- _DIRECTIONS_:
List each line in the data below that contains the word "light", matching case exactly.

------------------------------------------------------------

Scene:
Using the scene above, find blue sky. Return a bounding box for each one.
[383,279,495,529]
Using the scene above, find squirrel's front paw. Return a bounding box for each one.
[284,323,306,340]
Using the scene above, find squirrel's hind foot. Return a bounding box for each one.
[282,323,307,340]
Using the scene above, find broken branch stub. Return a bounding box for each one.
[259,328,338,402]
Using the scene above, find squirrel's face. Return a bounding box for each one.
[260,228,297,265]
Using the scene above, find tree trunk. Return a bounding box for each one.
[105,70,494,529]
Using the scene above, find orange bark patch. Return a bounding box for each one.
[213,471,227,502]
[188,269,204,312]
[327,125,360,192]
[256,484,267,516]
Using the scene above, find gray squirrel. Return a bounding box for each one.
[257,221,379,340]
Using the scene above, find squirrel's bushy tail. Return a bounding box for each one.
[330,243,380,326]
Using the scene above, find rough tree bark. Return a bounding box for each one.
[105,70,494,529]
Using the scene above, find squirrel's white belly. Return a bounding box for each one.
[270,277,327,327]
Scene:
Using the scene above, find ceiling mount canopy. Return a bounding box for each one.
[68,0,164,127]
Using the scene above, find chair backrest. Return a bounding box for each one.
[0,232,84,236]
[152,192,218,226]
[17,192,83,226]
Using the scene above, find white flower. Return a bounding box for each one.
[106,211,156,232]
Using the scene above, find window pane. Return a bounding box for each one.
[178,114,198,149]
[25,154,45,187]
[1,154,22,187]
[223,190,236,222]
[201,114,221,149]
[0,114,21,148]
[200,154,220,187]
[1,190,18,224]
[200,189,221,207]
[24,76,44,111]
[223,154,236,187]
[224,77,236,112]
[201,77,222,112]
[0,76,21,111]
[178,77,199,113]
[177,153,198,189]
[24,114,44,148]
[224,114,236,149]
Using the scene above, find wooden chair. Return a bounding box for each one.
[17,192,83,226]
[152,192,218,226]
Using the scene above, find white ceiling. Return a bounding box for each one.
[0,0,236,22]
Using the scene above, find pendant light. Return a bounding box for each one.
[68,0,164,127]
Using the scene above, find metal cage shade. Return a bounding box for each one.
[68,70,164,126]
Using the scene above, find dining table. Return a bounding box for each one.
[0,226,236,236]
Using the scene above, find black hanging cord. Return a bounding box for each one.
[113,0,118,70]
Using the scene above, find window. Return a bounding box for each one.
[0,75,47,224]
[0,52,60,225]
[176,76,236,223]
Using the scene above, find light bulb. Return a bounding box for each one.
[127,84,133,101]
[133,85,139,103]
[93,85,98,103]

------------------------------------------------------------

- _ANSWER FOR THE TASK_:
Using the scene above, find pendant light. Return a bounding box for each one.
Using the scene above, find light bulb. Return a bounding box for each one.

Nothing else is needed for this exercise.